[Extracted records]
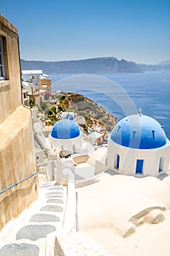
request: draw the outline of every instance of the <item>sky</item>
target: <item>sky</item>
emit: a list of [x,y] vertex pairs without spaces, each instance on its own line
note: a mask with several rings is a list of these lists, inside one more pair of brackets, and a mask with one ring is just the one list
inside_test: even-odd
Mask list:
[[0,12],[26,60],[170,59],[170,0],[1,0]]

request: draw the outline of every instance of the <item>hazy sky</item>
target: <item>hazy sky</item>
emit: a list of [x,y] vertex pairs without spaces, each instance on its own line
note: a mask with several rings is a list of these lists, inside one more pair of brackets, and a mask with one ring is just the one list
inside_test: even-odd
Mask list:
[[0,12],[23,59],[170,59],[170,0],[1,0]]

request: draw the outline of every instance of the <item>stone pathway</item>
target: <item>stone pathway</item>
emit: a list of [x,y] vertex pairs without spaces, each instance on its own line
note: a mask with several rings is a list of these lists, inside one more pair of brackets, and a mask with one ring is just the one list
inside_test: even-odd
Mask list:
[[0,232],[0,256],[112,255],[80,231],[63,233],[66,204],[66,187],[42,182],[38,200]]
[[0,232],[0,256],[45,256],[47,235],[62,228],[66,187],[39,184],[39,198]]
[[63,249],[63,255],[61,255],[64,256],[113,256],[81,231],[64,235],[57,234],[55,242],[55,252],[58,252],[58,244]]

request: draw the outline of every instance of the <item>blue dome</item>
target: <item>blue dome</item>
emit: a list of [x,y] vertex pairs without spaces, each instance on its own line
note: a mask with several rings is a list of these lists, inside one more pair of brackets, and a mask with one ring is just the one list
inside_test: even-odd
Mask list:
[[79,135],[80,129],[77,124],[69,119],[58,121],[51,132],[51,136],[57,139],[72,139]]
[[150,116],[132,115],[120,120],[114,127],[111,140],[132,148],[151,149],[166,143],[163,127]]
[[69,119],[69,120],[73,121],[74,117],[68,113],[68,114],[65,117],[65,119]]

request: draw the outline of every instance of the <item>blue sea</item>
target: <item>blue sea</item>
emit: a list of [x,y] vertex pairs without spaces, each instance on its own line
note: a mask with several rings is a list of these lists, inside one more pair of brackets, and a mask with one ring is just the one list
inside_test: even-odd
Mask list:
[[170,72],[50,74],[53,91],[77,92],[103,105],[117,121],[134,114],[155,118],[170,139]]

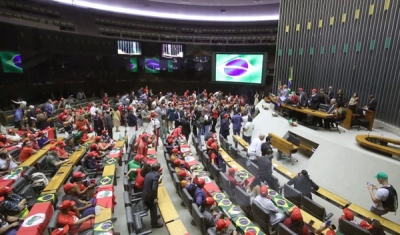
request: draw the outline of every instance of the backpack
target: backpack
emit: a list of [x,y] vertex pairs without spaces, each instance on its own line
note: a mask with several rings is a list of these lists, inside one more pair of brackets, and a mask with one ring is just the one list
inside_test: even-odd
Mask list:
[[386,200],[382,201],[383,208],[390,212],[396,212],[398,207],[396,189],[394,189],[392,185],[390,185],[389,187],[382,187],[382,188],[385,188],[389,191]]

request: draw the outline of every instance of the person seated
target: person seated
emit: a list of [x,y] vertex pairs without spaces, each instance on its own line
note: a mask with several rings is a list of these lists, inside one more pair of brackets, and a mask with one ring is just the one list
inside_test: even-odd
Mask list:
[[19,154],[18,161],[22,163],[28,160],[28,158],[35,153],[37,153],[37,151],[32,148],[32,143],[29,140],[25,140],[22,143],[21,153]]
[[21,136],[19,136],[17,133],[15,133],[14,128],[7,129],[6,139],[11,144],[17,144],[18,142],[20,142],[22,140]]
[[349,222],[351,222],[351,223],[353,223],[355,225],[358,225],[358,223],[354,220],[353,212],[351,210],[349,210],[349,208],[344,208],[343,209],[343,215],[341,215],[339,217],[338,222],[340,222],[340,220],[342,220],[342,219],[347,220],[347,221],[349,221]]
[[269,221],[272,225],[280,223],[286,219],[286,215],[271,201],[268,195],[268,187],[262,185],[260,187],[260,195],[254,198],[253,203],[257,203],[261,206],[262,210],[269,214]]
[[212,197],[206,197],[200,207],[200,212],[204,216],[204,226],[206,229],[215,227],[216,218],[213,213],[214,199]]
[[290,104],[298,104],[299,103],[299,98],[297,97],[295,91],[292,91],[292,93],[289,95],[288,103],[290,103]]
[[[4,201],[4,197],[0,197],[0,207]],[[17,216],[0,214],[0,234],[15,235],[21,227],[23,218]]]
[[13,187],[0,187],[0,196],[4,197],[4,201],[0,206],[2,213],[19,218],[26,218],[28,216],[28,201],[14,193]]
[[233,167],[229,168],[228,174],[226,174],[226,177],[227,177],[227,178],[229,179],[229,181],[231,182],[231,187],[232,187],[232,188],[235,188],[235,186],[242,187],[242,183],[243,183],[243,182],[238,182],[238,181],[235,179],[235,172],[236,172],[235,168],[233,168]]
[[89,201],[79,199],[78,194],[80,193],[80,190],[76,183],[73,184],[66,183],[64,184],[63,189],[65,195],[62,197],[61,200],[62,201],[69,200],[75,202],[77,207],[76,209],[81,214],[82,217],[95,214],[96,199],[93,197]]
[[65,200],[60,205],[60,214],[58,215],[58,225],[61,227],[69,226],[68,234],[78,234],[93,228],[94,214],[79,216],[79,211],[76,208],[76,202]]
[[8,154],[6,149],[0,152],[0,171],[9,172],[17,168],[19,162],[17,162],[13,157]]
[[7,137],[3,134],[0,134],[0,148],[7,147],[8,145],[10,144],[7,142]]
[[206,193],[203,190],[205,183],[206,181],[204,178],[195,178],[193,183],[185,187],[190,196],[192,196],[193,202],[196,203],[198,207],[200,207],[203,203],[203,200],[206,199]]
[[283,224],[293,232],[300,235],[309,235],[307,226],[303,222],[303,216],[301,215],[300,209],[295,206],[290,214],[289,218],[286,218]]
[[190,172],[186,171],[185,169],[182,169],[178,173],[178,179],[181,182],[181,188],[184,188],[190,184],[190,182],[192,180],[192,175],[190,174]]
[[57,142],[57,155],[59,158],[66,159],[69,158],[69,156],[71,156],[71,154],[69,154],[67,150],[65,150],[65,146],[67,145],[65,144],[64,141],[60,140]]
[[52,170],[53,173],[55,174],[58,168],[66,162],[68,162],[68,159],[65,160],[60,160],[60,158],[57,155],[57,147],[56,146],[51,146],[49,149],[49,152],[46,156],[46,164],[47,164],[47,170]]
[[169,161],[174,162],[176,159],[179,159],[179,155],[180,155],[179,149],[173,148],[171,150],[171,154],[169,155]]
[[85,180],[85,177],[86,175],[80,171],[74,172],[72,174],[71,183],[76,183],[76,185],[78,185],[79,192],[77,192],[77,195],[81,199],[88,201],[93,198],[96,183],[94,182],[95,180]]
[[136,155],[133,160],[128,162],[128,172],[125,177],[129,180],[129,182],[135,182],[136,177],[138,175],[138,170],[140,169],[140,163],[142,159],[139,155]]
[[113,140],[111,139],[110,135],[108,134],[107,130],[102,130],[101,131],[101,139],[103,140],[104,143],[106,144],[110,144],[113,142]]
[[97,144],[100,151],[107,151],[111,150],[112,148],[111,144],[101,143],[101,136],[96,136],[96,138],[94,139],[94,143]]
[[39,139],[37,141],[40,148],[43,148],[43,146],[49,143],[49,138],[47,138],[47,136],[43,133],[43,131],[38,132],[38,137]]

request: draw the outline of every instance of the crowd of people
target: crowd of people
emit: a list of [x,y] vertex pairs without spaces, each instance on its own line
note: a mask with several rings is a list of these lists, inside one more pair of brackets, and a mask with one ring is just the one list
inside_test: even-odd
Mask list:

--

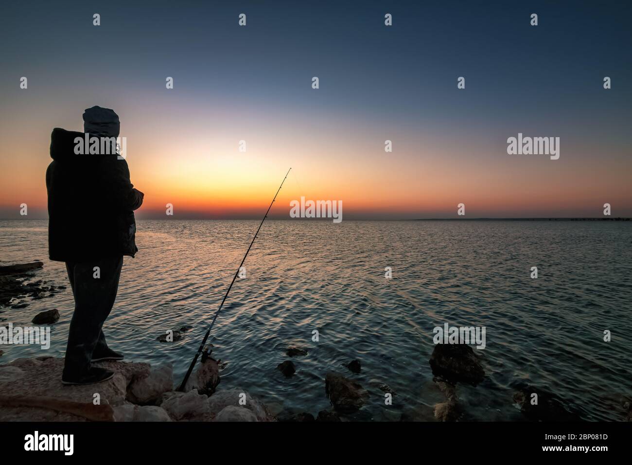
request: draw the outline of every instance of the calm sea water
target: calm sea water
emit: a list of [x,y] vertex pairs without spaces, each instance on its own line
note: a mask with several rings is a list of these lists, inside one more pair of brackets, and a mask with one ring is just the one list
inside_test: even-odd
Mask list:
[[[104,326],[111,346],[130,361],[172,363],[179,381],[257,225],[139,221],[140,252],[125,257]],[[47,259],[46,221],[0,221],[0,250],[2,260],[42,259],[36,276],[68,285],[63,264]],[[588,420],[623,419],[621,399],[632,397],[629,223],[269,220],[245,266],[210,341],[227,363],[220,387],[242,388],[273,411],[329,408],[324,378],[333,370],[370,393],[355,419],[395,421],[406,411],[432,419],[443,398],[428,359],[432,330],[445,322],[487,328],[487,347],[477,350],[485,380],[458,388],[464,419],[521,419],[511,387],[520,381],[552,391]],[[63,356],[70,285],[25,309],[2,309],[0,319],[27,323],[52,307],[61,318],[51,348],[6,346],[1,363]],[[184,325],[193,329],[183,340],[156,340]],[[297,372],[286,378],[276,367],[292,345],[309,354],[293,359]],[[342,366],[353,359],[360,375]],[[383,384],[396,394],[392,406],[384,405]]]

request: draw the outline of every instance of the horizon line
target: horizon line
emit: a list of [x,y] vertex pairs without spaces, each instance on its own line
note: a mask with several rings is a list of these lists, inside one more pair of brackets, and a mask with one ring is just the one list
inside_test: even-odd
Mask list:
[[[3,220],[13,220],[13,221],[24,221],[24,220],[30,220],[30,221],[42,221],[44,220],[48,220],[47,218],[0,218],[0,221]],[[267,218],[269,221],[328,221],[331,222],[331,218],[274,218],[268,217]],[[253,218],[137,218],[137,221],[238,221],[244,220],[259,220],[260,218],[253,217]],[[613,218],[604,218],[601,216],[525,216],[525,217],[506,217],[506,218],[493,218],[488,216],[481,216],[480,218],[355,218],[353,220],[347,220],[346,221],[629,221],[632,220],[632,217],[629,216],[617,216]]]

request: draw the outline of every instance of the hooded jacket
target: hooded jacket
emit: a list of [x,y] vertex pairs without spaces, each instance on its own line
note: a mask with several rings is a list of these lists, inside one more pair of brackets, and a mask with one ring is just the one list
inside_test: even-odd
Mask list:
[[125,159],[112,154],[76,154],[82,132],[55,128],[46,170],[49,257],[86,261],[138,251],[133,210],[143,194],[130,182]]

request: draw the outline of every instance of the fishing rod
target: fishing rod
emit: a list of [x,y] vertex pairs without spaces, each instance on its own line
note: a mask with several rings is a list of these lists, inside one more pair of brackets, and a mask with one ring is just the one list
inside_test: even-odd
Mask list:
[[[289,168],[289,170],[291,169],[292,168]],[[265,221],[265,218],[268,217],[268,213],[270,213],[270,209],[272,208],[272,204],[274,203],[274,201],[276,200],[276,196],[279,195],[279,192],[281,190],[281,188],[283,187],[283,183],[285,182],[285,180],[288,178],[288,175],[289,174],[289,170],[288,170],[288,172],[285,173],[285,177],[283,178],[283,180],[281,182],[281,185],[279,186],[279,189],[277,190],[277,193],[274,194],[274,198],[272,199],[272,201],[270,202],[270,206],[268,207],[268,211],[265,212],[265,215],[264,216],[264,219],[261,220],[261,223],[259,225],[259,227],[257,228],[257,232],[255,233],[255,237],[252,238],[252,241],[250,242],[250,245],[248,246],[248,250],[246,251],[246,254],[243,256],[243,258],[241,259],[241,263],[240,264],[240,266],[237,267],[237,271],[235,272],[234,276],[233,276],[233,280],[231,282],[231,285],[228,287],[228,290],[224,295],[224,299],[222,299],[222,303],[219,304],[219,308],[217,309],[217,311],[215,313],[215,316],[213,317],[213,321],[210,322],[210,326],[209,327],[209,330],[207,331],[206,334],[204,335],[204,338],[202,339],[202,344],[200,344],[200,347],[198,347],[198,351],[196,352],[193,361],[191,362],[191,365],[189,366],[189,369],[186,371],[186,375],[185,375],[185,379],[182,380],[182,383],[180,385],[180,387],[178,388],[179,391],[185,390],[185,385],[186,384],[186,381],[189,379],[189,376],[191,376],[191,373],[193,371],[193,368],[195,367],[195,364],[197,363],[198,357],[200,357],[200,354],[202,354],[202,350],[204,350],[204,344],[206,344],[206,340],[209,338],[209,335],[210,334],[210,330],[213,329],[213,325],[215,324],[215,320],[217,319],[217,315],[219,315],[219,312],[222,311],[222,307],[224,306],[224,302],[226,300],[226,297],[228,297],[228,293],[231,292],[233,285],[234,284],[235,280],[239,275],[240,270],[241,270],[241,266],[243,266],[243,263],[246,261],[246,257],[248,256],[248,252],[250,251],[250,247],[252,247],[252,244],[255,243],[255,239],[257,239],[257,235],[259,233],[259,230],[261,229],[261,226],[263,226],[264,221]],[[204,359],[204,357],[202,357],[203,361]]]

▸ WHAT YOU ARE ASKED TO DO:
Identify every line of the records above that contains the string "calm", treating case as significant, and copy each such line in full.

▸ SOLUTION TO THIS TASK:
request: draw the outline of every instance of the calm sea water
target: calm sea water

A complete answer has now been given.